Problems and tasks:
- a) In the mailing-list thread on VxLAN performance, which NICs does the proposed implementation currently work with?
- b) Translate this sentence from the mailing-list thread on VxLAN performance into French: "In our testing we verified that the VxLAN performance is almost doubled with this patch."
- c) Continue the mailing-list thread on VxLAN performance from the point where its text stops.

Document extract:
Regards
_Sugesh

> -----Original Message-----
> From: Jesse Gross [mailto:je...@kernel.org]
> Sent: Friday, March 25, 2016 12:38 AM
> To: Chandran, Sugesh <sugesh.chand...@intel.com>
> Cc: dev@openvswitch.org
> Subject: Re: [ovs-dev] [RFC PATCH] tunneling: Improving vxlan performance
> using DPDK flow director feature.
> 
> On Fri, Mar 18, 2016 at 8:50 AM, Chandran, Sugesh
> <sugesh.chand...@intel.com> wrote:
> > Hi Jesse,
> > Please find my answers inline.
> >
> > Regards
> > _Sugesh
> >
> >
> >> -----Original Message-----
> >> From: Jesse Gross [mailto:je...@kernel.org]
> >> Sent: Thursday, March 17, 2016 11:50 PM
> >> To: Chandran, Sugesh <sugesh.chand...@intel.com>
> >> Cc: dev@openvswitch.org
> >> Subject: Re: [ovs-dev] [RFC PATCH] tunneling: Improving vxlan
> >> performance using DPDK flow director feature.
> >>
> >> On Thu, Mar 17, 2016 at 3:43 PM, Chandran, Sugesh
> >> <sugesh.chand...@intel.com> wrote:
> >> > Hi,
> >> >
> >> > This patch proposes an approach that uses Flow director feature on
> >> > the
> >> Intel Fortville NICs to boost the VxLAN tunneling performance. In our
> >> testing we verified that the VxLAN performance is almost doubled with
> this patch.
> >> > The solution programs the NIC to report the flow ID along with the
> >> > VxLAN
> >> packets, and it is matched by OVS in software. There may be corner
> >> cases that needs to addressed in the approach, For eg:  There is a
> >> possibility of race condition where NIC reports flow ID that may
> >> match on different flow in OVS. This happen when a rule is evicted by
> >> a new rule with same flowID+ hash in the OVS software. The packets
> >> may hit on wrong new rule in OVS until the flow get deleted in the
> hardware too.
> >> >
> >> > It is a hardware specific implementation (Only work with Intel
> >> > Fortville
> >> NICs) for now, however the proposal works with any programmable
> >> NICs.This RFC proves that the OVS can offer very high speed tunneling
> >> performance using flow programmability in NICs. I am looking for
> >> comments/suggestions on adding this support(such as configuring,
> >> enable it for all the programmable NICs and etc) in OVS userspace
> >> datapath for improving the performance.
> >>
> >> This is definitely very interesting to see. Can you post some more
> >> specific performance numbers?
> > [Sugesh]
> > VxLAN DECAP performance(Unidirectional, Single flow, Single CPU Core)

Dataset excerpts:
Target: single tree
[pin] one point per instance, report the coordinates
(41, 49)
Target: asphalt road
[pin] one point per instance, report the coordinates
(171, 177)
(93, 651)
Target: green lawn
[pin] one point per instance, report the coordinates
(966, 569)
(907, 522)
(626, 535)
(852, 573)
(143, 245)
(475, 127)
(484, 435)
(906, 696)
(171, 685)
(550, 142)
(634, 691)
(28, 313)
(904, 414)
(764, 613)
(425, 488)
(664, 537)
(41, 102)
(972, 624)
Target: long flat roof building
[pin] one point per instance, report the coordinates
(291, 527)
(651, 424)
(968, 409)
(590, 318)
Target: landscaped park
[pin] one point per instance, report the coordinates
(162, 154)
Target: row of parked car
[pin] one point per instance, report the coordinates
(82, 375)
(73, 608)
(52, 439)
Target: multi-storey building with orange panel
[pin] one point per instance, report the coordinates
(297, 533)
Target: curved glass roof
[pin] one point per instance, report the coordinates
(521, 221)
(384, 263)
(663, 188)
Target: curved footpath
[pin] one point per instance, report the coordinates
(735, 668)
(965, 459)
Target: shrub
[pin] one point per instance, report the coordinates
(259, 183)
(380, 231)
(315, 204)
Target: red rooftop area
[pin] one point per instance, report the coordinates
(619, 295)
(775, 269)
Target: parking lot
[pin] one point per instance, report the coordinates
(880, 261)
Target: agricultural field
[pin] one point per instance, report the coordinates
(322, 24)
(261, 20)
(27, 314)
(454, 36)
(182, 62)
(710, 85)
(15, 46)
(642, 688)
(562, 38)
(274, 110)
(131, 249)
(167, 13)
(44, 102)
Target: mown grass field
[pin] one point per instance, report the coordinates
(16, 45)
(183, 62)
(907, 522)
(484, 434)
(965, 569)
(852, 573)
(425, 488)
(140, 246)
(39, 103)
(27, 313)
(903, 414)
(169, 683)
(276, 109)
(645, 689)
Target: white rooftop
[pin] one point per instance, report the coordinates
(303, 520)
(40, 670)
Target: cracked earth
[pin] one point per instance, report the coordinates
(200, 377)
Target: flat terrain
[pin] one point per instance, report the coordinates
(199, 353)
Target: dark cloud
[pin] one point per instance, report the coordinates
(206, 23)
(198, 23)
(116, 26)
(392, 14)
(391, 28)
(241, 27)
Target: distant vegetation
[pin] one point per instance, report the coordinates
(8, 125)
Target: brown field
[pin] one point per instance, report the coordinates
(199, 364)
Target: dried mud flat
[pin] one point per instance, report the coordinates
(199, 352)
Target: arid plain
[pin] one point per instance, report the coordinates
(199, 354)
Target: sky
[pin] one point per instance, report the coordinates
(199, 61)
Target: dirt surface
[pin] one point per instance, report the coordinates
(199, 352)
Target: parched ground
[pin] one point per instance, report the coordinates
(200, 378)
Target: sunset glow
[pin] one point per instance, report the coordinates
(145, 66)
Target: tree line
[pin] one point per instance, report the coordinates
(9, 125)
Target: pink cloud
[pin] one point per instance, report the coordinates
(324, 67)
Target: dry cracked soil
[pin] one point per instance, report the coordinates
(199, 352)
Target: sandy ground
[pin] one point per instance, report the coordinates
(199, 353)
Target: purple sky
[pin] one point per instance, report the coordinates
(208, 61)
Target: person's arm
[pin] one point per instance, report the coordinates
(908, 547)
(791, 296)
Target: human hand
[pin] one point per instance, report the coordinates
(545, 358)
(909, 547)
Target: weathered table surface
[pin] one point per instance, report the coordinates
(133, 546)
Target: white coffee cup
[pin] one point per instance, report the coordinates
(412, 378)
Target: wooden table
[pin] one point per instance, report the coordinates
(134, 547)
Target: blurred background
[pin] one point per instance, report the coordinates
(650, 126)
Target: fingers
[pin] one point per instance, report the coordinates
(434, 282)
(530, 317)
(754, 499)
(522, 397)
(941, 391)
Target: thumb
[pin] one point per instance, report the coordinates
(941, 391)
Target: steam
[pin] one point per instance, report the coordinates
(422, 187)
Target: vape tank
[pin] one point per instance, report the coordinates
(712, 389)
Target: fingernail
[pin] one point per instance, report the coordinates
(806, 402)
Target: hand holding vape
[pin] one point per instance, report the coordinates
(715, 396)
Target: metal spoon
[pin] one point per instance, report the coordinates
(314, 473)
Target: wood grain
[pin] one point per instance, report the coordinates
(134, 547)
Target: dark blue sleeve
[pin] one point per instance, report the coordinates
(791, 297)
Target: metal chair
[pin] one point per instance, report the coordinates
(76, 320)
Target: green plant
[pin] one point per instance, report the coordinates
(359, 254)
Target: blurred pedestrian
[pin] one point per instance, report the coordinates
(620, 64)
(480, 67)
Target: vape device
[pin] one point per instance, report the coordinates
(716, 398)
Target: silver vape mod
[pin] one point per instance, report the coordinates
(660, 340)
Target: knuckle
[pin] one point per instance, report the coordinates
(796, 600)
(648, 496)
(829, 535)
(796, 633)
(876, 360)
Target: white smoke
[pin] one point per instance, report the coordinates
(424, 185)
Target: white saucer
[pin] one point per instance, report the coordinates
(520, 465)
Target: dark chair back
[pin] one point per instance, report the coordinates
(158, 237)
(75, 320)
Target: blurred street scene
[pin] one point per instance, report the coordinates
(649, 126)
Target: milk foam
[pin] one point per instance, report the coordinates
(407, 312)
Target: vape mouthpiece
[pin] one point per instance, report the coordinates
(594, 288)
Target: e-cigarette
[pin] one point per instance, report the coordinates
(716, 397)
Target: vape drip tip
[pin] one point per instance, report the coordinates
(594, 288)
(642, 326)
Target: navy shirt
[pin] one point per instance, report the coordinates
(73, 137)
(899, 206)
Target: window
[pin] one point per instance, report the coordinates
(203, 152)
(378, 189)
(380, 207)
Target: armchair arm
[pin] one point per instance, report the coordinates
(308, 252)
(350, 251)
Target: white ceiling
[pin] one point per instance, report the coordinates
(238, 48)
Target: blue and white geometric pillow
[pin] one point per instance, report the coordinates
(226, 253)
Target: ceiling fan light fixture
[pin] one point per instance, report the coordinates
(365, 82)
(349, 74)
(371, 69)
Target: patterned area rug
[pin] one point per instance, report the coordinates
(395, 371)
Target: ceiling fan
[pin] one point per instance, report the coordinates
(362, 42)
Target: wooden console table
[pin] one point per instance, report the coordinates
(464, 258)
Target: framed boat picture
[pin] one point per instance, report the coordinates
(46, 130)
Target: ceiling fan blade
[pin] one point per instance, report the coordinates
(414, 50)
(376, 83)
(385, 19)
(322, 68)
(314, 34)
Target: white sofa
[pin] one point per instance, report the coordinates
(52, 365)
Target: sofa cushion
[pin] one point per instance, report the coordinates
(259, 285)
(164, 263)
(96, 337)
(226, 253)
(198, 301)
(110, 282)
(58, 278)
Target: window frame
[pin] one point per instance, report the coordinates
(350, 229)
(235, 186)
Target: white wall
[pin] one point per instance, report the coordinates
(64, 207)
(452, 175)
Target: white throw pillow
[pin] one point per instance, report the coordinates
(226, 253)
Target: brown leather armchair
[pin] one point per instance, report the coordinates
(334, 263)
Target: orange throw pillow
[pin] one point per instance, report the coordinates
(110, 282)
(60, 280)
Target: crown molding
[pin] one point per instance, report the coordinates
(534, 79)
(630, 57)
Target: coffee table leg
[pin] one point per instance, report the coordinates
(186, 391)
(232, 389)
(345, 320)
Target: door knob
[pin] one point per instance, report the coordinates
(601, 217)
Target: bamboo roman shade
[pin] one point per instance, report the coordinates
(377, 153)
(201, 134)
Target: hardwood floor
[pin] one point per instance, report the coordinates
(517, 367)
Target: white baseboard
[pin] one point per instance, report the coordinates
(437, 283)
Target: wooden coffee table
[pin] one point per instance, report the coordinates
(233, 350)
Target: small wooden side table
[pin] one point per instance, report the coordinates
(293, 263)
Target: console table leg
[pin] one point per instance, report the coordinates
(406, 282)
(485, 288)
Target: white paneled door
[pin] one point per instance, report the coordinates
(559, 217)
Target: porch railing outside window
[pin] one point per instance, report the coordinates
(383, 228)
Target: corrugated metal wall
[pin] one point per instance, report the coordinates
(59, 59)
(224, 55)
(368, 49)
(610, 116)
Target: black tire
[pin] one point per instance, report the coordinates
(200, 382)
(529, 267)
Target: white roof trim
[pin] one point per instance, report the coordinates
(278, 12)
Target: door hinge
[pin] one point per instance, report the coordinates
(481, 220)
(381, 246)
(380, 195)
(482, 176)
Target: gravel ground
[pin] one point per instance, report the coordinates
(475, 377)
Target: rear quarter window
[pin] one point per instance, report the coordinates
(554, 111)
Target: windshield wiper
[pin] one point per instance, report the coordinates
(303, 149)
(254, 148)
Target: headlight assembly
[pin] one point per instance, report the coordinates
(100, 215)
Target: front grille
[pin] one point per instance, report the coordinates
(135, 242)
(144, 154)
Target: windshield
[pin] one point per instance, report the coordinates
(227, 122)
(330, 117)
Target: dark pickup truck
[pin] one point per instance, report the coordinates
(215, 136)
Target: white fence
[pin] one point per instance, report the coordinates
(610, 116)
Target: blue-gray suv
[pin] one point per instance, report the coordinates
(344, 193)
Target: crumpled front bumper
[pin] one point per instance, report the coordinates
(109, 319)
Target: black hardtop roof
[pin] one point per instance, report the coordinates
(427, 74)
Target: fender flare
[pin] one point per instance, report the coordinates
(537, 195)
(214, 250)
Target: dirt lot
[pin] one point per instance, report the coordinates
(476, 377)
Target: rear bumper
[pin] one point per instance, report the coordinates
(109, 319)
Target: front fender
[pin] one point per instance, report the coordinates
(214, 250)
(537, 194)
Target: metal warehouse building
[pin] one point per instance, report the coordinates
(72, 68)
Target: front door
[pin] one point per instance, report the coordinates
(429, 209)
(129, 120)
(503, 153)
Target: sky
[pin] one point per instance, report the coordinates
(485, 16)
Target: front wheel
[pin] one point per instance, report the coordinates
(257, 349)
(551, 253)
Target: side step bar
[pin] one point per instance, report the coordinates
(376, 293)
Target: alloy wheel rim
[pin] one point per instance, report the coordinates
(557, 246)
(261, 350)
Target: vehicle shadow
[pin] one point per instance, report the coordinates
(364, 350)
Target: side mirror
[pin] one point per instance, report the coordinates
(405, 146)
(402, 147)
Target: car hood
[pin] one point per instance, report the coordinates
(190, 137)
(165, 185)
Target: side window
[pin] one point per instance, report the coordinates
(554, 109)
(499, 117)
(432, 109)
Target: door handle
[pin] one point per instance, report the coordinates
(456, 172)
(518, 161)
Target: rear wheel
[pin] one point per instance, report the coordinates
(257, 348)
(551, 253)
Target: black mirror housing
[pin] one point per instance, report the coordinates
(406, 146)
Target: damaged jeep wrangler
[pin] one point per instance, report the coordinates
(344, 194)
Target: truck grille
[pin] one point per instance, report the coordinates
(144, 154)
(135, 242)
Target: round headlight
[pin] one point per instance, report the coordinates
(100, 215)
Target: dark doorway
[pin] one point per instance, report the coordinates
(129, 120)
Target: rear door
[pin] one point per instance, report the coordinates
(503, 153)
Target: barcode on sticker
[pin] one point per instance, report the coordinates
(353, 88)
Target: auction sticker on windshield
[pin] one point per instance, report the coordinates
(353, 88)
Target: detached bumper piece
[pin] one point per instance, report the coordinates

Answers to the problems:
- a) It currently works only with Intel Fortville NICs.

- b) Lors de nos tests, nous avons vérifié que les performances VxLAN sont presque doublées avec ce correctif.

- c)
> > -------------------------------------------------------------------
> > PKT-IN - 9.3 Mpps
> > Pkt size - 114 byte VxLAN Packets(64 byte payload) PKT-OUT - 5.6 Mpps(
> > Without Optimization) PKT-OUT - 9.3 Mpps(After the optimization, It
> > hits the Input Line rate)
> >
> > VxLAN ENCAP-DECAP performance (Bidirectional, Single CPU Core)
> > ----------------------------------------------------------------------
> > ----------- PKT-IN - 9.3 Mpps, PKT SIZE - 114 Byte VxLAN Packets (64
> > Byte payload) --> PKT-IN - 14 Mpps, PKT SIZE - 64 Byte UDP packets <--
> >
> > PKT-OUT - 3.6 Mpps(Without Optimization) PKT-OUT - 5.3 Mpps(Using the
> > patch)
> 
> Thanks, that is interesting to see, particularly for a gateway-type use case
> where an appliance is translating between encapsulated and non-
> encapsulated packets.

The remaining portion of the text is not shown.